Excerpts from point annotation data:
** Begin **

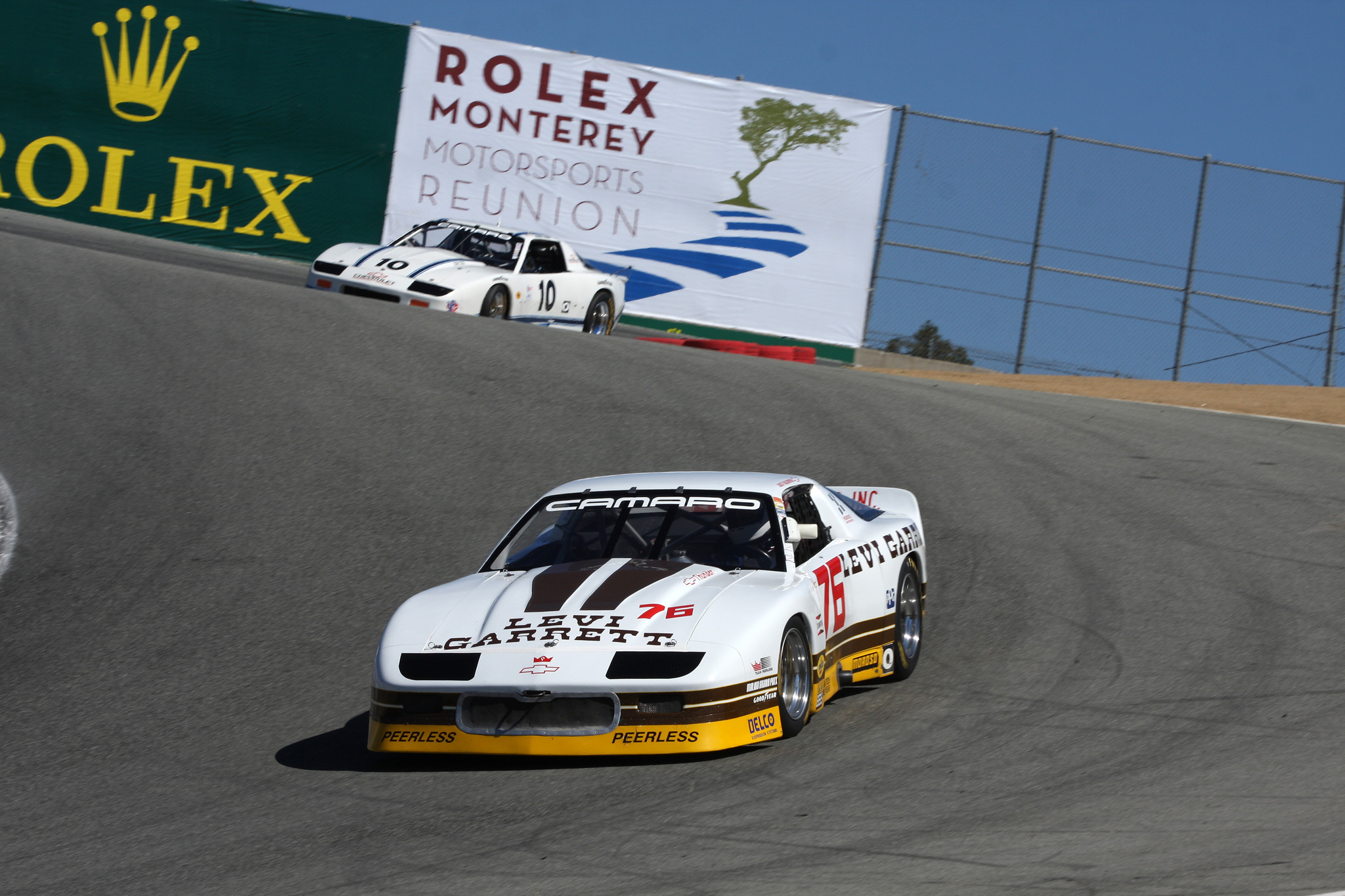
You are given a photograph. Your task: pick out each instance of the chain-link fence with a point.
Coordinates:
(1044, 253)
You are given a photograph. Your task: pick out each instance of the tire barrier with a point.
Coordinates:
(801, 354)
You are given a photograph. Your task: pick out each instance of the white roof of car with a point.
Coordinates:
(694, 481)
(493, 228)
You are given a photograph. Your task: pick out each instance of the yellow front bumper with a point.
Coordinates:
(623, 742)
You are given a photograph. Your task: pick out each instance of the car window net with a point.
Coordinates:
(732, 531)
(544, 258)
(493, 249)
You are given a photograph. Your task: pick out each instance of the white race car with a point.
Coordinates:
(472, 269)
(658, 613)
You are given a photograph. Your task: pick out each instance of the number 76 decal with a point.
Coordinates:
(673, 613)
(833, 593)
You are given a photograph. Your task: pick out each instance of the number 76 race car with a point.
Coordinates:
(658, 613)
(471, 269)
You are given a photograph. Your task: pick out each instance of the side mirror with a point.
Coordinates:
(795, 531)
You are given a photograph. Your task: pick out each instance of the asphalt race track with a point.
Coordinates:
(1133, 681)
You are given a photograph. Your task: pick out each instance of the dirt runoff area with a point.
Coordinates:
(1294, 402)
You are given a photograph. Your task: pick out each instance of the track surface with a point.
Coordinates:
(1133, 681)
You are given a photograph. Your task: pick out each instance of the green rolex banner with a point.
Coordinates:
(232, 124)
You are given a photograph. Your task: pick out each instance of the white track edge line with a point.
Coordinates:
(1188, 408)
(9, 524)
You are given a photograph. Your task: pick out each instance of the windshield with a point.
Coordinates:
(498, 250)
(731, 530)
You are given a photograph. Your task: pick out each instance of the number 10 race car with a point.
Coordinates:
(471, 269)
(658, 613)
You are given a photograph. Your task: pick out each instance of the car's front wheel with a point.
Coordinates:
(910, 621)
(795, 673)
(602, 310)
(496, 303)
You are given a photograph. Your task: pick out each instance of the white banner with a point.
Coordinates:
(732, 203)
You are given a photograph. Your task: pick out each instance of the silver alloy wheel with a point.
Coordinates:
(795, 675)
(602, 322)
(908, 617)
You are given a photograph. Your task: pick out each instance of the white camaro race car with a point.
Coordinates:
(658, 613)
(472, 269)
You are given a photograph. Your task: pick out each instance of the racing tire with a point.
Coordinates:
(496, 303)
(795, 685)
(910, 618)
(600, 314)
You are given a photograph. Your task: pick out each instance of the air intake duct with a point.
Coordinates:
(439, 667)
(648, 664)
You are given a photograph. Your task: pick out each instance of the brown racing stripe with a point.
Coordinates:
(554, 585)
(628, 580)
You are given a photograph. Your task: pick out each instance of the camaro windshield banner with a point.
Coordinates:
(234, 124)
(725, 203)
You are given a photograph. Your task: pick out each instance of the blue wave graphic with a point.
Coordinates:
(639, 284)
(709, 263)
(780, 246)
(643, 285)
(752, 224)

** End **

**PROBLEM STATEMENT**: Reproduce all of the rows above verbatim, with every coordinate included, and leave the pictures out.

**RIGHT ANSWER**:
You are given a photograph. Your task: pick out each instance of the chain-link fence with a point.
Coordinates:
(1044, 253)
You are given a photograph. Your task: pick out each instance of the tire barrier with a point.
Coordinates:
(801, 354)
You are given a photograph. Your task: pick out each instance of the white roof of car with a point.
Coordinates:
(694, 481)
(493, 228)
You are given a photograph. Your task: pick out each instance of the yellow front bumper with a point.
Coordinates:
(623, 742)
You are given a photograph. Your task: pick out each instance of the car window net with a point.
Coordinates:
(732, 531)
(544, 258)
(493, 249)
You are given a photograph. Your task: pick out each instance of the white race car with a point.
Coordinates:
(472, 269)
(658, 613)
You are given a photograph. Your task: pick out each instance of the number 76 decal with a point.
Coordinates:
(673, 613)
(833, 593)
You are given a photograph. Your task: pick out each instance of the number 76 race car with a point.
Coordinates:
(658, 613)
(471, 269)
You are given a photograph. Your task: pick out each instance of the side mirror with a point.
Coordinates:
(795, 531)
You are given a photograph. Your task: pick out each instance of the asphalt race track with a point.
Coordinates:
(1133, 681)
You are given a photograph. Your task: pick out each instance of the dirt runoff area with a point.
Coordinates:
(1294, 402)
You are given a photograph. Your task: pick out each instance of the track surface with a point.
Coordinates:
(1133, 681)
You are given a photograph. Your task: pick out each instance of the green rolex banner with a point.
Coordinates:
(232, 124)
You are given a photograph. Your task: pick out each instance of the white track edge line with a point.
Coordinates:
(1188, 408)
(9, 524)
You are given a photograph. Your task: pick out each instance of the windshield with a point.
Coordinates:
(498, 250)
(731, 530)
You are given a photograph. Your task: pick out each instance of the number 10 race car with a point.
Coordinates:
(471, 269)
(658, 613)
You are given a photograph. Your task: pick out each instance of the car's front wheel with a point.
Coordinates:
(910, 621)
(795, 673)
(602, 310)
(496, 303)
You are given a photograph. Your task: pick out each instance of the white banner with a point.
Coordinates:
(732, 203)
You are given a photograph. Your task: pick out each instance of the silver alloy wheel with a point.
Coordinates:
(795, 675)
(602, 322)
(908, 617)
You are given a photograph. Your task: pick out each instance of the white camaro race car with a point.
Coordinates:
(658, 613)
(472, 269)
You are given a photograph. Your task: pick out each instance of the racing tire with a point.
Coordinates:
(496, 303)
(795, 685)
(910, 618)
(600, 314)
You are given a photograph. Your task: pick out each instance of the air intake duct with a point.
Coordinates:
(439, 667)
(648, 664)
You are given a photograph. Your task: pick out each instance of the brown racing stripe with a point.
Coordinates:
(554, 585)
(628, 580)
You are given a photograph. Your task: pick out each instance of the camaro windshield banner with a point.
Coordinates:
(234, 124)
(725, 203)
You are given a photograph. Your task: pick out each instance of the blue wave graphic with a point.
Coordinates:
(639, 284)
(709, 263)
(780, 246)
(643, 285)
(752, 224)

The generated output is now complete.